EXERCISE OBJECTIVE: Below are records; reproduce exactly the lines from the one containing "Indicate the photographer's" through the end, both included, and only those.

MATERIAL SHOWN:
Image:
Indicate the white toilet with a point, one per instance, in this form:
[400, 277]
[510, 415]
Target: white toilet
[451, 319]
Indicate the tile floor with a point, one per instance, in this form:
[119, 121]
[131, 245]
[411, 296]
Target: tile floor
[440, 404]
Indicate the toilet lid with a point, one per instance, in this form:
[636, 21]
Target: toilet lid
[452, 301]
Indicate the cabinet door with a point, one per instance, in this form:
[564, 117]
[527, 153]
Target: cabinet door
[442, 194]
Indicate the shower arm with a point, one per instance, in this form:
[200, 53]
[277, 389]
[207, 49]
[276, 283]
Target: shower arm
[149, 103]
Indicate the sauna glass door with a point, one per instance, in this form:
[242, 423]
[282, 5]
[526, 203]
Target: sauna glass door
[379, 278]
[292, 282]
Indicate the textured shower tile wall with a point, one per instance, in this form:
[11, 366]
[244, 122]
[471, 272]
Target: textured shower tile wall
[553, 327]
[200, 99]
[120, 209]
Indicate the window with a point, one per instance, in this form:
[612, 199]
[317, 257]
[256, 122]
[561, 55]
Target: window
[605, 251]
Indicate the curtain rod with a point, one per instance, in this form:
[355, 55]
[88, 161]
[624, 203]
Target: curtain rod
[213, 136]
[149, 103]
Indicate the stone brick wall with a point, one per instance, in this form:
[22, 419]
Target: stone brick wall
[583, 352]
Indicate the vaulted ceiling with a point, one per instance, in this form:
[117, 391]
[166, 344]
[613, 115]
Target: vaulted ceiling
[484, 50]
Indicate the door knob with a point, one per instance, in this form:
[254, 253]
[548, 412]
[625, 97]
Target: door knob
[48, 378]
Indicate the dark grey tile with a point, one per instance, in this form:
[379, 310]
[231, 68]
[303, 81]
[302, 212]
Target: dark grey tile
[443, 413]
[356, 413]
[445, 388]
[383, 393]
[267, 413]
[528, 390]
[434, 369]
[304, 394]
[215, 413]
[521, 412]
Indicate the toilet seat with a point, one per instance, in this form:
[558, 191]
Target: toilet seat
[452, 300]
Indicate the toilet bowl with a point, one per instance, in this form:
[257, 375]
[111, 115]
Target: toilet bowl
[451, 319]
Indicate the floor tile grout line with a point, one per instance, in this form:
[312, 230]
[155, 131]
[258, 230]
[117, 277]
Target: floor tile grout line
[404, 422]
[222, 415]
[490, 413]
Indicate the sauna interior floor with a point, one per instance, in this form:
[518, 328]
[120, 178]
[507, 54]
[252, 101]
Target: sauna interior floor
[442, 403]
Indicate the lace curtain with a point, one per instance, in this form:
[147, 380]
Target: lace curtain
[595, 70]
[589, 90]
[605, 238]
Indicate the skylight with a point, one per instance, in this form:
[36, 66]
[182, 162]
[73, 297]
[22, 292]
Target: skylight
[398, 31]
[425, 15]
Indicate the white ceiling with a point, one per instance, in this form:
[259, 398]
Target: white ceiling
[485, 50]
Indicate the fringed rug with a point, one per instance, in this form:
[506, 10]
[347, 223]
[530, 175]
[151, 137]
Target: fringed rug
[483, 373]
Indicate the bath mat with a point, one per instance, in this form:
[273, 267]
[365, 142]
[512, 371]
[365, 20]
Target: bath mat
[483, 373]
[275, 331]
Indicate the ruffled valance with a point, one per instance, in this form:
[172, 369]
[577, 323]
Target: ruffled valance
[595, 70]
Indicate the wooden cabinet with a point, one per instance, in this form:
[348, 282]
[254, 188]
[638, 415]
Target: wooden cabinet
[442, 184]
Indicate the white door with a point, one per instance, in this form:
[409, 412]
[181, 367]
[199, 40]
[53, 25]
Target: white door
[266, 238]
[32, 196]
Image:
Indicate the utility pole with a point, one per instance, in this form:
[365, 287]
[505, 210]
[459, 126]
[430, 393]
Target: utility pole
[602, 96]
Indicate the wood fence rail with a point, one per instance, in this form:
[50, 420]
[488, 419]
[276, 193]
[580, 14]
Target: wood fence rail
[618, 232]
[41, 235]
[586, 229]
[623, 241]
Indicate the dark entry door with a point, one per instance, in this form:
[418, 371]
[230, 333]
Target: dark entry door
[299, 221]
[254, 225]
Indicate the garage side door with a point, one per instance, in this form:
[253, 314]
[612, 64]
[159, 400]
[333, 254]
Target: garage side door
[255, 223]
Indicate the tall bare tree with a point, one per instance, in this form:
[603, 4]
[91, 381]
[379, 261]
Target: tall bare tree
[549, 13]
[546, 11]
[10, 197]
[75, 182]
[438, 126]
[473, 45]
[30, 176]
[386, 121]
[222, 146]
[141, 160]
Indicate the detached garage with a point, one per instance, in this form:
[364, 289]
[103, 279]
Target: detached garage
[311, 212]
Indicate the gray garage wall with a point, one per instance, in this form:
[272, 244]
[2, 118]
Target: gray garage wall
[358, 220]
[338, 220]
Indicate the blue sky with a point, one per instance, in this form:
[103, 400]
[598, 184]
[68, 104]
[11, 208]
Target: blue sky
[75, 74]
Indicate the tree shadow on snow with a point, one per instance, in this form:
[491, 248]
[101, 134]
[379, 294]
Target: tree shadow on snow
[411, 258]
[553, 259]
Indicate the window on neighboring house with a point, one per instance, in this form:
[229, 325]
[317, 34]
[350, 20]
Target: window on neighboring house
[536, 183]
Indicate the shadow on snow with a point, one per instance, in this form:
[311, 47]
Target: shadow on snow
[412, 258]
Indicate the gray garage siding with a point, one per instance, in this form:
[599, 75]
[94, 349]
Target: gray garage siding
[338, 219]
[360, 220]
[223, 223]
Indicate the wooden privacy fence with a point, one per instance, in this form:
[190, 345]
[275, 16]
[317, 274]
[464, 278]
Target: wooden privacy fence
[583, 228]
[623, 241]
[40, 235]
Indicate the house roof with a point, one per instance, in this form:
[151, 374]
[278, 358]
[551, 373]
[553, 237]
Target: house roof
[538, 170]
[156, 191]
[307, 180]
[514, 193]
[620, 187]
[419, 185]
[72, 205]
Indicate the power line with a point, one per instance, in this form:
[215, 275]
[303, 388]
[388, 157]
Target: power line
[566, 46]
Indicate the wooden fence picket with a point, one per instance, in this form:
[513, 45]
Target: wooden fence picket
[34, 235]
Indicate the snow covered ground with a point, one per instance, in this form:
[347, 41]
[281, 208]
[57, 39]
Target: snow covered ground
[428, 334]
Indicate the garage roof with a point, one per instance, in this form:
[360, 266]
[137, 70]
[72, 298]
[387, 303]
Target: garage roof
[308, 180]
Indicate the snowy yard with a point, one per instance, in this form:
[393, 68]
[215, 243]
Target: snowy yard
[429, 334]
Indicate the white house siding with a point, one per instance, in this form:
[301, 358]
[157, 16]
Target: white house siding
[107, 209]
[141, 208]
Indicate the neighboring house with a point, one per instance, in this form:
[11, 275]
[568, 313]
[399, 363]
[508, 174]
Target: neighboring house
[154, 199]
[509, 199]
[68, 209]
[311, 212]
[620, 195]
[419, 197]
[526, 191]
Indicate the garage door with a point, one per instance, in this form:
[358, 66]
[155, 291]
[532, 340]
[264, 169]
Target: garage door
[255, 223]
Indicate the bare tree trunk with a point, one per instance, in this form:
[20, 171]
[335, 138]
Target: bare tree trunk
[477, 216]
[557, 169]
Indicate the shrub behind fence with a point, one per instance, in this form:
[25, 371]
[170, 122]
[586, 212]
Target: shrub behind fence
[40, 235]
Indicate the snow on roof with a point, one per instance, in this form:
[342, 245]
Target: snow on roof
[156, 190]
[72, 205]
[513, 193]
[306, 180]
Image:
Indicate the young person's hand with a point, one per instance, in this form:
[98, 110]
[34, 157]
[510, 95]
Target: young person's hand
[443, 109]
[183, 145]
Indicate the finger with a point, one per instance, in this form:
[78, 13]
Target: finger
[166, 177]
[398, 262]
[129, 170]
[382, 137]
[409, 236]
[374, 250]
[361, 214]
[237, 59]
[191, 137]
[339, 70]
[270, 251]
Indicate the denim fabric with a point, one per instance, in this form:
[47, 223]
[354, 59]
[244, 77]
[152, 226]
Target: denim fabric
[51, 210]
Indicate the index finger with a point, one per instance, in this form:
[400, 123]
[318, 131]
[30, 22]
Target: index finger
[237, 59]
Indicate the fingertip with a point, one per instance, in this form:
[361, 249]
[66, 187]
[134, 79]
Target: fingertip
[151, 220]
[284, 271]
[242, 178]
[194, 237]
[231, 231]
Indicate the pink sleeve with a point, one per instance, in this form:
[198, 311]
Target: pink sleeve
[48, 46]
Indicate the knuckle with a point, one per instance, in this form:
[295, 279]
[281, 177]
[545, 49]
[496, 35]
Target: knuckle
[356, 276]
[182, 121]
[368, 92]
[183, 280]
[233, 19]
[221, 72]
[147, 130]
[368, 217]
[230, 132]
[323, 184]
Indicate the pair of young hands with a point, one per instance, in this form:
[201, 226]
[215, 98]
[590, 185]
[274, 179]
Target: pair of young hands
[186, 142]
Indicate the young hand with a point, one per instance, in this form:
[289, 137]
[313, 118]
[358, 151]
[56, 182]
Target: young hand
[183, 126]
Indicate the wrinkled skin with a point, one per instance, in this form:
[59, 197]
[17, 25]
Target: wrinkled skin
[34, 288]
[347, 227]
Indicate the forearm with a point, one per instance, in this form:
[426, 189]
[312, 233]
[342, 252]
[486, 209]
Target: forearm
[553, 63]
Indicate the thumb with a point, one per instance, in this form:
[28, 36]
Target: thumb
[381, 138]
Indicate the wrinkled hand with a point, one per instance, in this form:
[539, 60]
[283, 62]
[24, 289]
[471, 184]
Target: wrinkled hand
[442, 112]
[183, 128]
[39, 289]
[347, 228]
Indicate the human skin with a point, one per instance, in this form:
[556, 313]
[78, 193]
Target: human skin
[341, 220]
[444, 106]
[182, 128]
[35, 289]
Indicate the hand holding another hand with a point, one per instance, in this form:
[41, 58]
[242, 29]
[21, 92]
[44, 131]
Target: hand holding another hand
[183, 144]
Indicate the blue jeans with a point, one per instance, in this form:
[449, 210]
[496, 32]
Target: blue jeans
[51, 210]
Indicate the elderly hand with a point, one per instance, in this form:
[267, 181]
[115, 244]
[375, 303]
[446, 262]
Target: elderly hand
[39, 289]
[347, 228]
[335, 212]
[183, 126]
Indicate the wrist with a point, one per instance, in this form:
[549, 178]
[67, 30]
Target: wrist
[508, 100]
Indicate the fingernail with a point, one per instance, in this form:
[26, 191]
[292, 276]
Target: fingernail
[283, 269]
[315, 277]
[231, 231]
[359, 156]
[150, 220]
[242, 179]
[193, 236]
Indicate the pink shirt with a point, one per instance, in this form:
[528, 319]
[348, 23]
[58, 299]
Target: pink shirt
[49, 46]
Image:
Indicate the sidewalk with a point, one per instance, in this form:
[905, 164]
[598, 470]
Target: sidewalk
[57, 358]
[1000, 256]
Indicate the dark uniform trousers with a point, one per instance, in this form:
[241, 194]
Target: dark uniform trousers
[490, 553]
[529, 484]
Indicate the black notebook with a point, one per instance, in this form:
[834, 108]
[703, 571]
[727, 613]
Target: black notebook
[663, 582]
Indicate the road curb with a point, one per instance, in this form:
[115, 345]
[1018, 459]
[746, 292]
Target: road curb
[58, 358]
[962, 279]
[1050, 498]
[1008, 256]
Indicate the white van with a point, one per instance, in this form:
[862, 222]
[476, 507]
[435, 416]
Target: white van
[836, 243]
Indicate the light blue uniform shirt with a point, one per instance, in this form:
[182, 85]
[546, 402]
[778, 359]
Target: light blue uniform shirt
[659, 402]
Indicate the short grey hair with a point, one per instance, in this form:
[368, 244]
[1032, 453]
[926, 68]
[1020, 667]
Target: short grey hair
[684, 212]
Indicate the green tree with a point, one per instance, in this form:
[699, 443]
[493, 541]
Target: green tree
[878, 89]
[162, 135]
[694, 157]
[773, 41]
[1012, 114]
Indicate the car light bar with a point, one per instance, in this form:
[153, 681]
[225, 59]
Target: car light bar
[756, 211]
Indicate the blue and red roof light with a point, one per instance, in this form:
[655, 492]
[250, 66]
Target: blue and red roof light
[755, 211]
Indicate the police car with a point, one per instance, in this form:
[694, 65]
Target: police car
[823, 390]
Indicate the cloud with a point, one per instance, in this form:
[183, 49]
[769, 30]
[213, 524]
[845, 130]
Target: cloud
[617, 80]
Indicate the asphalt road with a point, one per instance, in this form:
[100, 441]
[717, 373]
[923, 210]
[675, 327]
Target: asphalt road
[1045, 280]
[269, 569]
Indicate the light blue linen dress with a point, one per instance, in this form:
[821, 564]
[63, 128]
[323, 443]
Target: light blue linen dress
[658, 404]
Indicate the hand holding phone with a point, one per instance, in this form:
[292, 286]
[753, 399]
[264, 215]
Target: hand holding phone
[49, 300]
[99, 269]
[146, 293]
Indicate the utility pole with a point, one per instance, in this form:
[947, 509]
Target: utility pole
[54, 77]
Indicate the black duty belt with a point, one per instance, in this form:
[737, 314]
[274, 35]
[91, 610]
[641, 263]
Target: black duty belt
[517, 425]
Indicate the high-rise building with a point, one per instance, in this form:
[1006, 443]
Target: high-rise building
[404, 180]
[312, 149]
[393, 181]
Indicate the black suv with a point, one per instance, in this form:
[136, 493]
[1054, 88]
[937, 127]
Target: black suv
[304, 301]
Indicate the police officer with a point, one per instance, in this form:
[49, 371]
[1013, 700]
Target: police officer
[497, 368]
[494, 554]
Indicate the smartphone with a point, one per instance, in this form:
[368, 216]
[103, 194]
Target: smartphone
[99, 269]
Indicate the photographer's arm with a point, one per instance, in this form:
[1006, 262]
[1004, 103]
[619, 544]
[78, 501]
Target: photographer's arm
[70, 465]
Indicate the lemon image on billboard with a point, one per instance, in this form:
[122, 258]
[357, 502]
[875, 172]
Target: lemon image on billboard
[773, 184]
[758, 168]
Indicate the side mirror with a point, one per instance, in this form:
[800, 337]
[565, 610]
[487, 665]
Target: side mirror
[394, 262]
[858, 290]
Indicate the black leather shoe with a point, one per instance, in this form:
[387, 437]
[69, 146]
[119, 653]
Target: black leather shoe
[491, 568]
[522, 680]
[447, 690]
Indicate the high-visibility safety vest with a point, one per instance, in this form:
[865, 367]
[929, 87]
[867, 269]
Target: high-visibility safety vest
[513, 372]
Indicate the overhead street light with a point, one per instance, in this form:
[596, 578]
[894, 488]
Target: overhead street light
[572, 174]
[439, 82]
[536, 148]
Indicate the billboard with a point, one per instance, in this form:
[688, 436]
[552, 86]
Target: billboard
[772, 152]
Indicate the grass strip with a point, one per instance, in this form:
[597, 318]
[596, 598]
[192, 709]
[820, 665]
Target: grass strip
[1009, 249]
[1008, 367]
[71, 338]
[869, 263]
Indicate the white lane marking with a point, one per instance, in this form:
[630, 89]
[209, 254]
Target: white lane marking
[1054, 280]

ANSWER:
Indicate the photographer's arm with a point, one per instance, in this form:
[1006, 262]
[1004, 103]
[619, 544]
[78, 501]
Target: photographer's arm
[70, 465]
Indicate the lemon image on billboard with a point, one per instance, in this form:
[122, 258]
[357, 502]
[875, 172]
Target: lemon image on billboard
[773, 184]
[758, 168]
Indicate the side mirror with a point, one per instance, in this form:
[800, 337]
[565, 610]
[487, 665]
Target: side mirror
[394, 262]
[858, 290]
Indicate the black leather shoe with a point, one per instance, in this form:
[387, 437]
[69, 146]
[119, 653]
Target: black leather shoe
[491, 568]
[522, 680]
[447, 690]
Indicate the high-visibility safety vest with a point, one per instance, in this form:
[865, 367]
[929, 87]
[867, 269]
Target: high-visibility safety vest
[513, 372]
Indicate the overhead street light with a point, one per instance, in this form:
[596, 578]
[894, 488]
Target: overhead street light
[572, 174]
[439, 82]
[536, 148]
Indicate the billboard with a point, one per instance, in this form:
[688, 436]
[552, 86]
Target: billboard
[772, 152]
Indicate the grass strip with a point, one per instance, in this form:
[597, 318]
[596, 598]
[192, 709]
[820, 665]
Target: grass strip
[1009, 249]
[1008, 367]
[71, 338]
[869, 263]
Indicate the white lane marking with a point, one per instance, in this form:
[630, 89]
[209, 254]
Target: white lane marking
[1054, 280]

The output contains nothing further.